======== Material shown

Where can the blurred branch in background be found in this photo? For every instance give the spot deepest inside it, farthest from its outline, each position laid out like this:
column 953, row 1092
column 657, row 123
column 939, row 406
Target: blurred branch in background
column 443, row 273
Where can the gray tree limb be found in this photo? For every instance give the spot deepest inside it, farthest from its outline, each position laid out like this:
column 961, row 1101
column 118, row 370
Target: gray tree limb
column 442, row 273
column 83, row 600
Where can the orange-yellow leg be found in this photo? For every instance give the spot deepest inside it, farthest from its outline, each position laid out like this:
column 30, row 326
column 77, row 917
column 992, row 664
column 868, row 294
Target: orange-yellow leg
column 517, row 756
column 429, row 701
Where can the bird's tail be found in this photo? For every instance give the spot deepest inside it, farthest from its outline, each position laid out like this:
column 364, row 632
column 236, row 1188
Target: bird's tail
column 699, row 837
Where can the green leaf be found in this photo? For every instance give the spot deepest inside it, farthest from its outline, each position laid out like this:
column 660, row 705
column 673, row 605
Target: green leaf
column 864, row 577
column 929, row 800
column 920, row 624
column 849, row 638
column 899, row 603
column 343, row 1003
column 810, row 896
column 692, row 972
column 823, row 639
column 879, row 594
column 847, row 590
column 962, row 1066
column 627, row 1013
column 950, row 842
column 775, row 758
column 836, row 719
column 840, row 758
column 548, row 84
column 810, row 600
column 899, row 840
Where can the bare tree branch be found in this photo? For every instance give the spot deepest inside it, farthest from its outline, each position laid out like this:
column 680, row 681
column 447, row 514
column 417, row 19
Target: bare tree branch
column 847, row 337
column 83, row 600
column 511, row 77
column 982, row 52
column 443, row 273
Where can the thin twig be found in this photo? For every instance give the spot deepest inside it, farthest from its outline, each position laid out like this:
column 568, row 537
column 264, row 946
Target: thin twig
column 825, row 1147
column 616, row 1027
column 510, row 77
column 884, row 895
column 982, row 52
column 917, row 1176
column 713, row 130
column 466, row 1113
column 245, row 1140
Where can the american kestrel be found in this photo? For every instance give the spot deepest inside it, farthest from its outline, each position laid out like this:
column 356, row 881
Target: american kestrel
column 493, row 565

================

What is needed –
Repeat every line of the data verbatim.

Your response –
Where can the blurred branch in background be found in this photo? For every instance give the spot deepest inside it, farthest from its outline, each position laid out like this:
column 953, row 1092
column 657, row 123
column 939, row 406
Target: blurred branch in background
column 443, row 273
Where can the gray tree limb be found in this photo? For every instance give the spot deepest inside it, farthest from its outline, each position laid out like this:
column 961, row 1101
column 118, row 370
Target: gray tree limb
column 442, row 273
column 83, row 600
Where can the orange-yellow leg be found in this photo? For every instance give the spot deepest inside it, farthest from its outline, each position laid out like this:
column 30, row 326
column 77, row 917
column 992, row 664
column 868, row 294
Target: orange-yellow leg
column 517, row 756
column 429, row 701
Where can the bird's tail be found in this photo? For every instance give the spot deepest inside it, farthest from its outline, each position laid out like this:
column 364, row 632
column 236, row 1188
Target: bird's tail
column 699, row 837
Where can the green leaf be found in this photo? For every instance give the spot deepest inside it, farthest from its outline, each position laid out like this:
column 660, row 705
column 673, row 605
Target: green leaf
column 864, row 577
column 929, row 800
column 920, row 624
column 849, row 638
column 899, row 603
column 343, row 1003
column 810, row 896
column 692, row 972
column 823, row 639
column 879, row 594
column 847, row 590
column 962, row 1066
column 627, row 1013
column 950, row 842
column 775, row 758
column 836, row 719
column 840, row 758
column 548, row 84
column 810, row 600
column 899, row 840
Where can the bare tree branch be found in this photo? For every instance give the spot deepest inside it, farthest from its outline, each position laid out like this:
column 680, row 681
column 447, row 514
column 417, row 19
Target: bare tree branch
column 847, row 337
column 83, row 600
column 511, row 77
column 982, row 52
column 443, row 273
Where can the thin twig be found in this photo? For every instance give the spot deepest inside it, farthest from its outline, each position laid out like this:
column 568, row 537
column 264, row 946
Target: thin twig
column 825, row 1147
column 616, row 1027
column 510, row 77
column 884, row 895
column 982, row 52
column 917, row 1176
column 713, row 130
column 466, row 1113
column 245, row 1140
Where can the american kestrel be found in this photo? For every instance give the spot deepest inside it, farthest from its outline, each position laid out like this:
column 356, row 881
Target: american kestrel
column 493, row 565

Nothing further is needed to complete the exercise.